**TEKS SUMBER**
_ _ _ _ _

MEDIA DAN KONFLIK KEAGAMAAN

    Masyarakat sering kali menghadapi berbagai permasalahan seperti perbedaan etnis, perebutan tanah, hingga klaim kebenaran agama (truth claim), yang kerap menjadi latar belakang terjadinya konflik kekerasan. Salah satu contoh nyata yang mungkin masih kita ingat adalah kasus Basuki Tjahaja Purnama (Ahok) pada Pilkada DKI Jakarta tahun 2017.

    Dalam salah satu pernyataannya yang menyinggung ayat Al-Qur’an, reaksi dari masyarakat—khususnya umat Islam—cukup besar. Mereka menyuarakan pendapat melalui media sosial dan menggelar aksi damai turun ke jalan, menuntut agar Ahok diproses secara hukum.

    Kasus tersebut memicu perhatian luas, tidak hanya dari masyarakat umum, tetapi juga dari kalangan kriminolog, sosiolog, hingga tokoh-tokoh agama. Mereka mencoba membangun analisis untuk menjawab pertanyaan besar: Mengapa di negara dengan mayoritas penduduk beragama, khususnya Muslim seperti Indonesia, konflik agama begitu mudah tersulut?

PENGERTIAN KONFLIK & KONFLIK KEAGAMAAN


Konflik: secara etimologi memiliki banyak arti bisaberarti bentrokan, cedera friksi, kelahi, konfrontasi, percekcokan, pergesekan, perpecahan, dan perselisihan (Endarmoko, 2000:333)

_ _ _ _ _

(Baris Sumber)
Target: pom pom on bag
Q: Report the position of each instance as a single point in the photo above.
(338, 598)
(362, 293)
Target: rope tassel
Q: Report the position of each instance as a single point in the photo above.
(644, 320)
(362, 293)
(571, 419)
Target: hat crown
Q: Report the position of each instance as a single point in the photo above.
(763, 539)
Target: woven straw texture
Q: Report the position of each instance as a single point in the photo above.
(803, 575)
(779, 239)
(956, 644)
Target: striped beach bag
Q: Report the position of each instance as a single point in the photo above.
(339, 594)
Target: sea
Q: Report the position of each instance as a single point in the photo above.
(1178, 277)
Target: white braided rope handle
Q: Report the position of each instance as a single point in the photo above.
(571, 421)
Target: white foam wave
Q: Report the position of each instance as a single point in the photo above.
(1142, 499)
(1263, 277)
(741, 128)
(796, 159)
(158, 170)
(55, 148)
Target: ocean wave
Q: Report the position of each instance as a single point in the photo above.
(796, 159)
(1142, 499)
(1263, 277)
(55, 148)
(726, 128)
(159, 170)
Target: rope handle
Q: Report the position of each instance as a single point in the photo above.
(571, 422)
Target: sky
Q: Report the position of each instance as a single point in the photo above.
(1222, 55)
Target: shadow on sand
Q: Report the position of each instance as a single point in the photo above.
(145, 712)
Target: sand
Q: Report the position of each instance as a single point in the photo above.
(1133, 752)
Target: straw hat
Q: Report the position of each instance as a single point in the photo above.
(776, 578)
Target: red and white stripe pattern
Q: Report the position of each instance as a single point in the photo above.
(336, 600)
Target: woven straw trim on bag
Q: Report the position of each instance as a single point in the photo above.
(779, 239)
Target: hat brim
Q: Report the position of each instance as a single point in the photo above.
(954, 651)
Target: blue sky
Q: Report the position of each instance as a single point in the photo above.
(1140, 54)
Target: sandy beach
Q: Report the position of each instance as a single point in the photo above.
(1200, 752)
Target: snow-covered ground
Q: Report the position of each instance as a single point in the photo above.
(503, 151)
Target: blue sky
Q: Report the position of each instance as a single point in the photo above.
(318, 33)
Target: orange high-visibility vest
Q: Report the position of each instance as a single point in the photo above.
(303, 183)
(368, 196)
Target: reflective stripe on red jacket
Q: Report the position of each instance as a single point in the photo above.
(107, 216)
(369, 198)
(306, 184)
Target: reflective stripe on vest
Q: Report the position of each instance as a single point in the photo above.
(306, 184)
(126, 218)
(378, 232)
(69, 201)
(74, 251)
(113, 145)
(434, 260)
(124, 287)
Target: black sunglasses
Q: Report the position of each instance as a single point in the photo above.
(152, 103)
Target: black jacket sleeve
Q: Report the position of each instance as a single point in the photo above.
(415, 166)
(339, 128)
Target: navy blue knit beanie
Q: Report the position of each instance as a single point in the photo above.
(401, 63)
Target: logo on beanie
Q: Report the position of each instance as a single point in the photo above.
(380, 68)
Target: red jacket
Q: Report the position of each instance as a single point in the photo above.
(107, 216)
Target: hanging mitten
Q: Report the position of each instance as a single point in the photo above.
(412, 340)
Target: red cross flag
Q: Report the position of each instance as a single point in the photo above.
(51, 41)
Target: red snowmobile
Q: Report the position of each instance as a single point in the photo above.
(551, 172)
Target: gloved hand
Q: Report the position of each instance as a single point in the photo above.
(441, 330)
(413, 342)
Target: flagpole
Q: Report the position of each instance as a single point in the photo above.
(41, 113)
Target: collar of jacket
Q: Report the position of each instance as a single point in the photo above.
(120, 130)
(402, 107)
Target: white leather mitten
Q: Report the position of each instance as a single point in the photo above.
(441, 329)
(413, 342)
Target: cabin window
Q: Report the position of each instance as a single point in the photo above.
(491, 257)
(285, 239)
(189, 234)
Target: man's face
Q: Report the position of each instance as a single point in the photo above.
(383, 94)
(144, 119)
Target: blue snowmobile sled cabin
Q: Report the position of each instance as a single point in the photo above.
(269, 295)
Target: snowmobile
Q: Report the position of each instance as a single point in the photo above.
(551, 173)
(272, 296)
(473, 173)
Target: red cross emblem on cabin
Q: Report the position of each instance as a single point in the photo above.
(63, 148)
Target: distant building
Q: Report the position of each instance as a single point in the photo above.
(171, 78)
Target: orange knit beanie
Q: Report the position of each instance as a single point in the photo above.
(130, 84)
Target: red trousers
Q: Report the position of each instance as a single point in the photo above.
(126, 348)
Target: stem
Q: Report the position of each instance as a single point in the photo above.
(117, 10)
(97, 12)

_ _ _ _ _

**PETUNJUK KERJA**
[1] Tulis ulang bagian teks sumber dari "MEDIA DAN KONFLIK" sampai "diproses secara hukum." dengan mengganti "Ahok" menjadi "BTP".
[2] Sebutkan semua permasalahan yang menurut teks sumber sering dihadapi masyarakat dan kerap melatarbelakangi konflik kekerasan.
Baris-baris di atas tidak berhubungan dengan teks sumber.

**JAWABAN TERTULIS**
[1]
MEDIA DAN KONFLIK KEAGAMAAN

    Masyarakat sering kali menghadapi berbagai permasalahan seperti perbedaan etnis, perebutan tanah, hingga klaim kebenaran agama (truth claim), yang kerap menjadi latar belakang terjadinya konflik kekerasan. Salah satu contoh nyata yang mungkin masih kita ingat adalah kasus Basuki Tjahaja Purnama (BTP) pada Pilkada DKI Jakarta tahun 2017.

    Dalam salah satu pernyataannya yang menyinggung ayat Al-Qur’an, reaksi dari masyarakat—khususnya umat Islam—cukup besar. Mereka menyuarakan pendapat melalui media sosial dan menggelar aksi damai turun ke jalan, menuntut agar BTP diproses secara hukum.

[2] perbedaan etnis, perebutan tanah, klaim kebenaran agama (truth claim)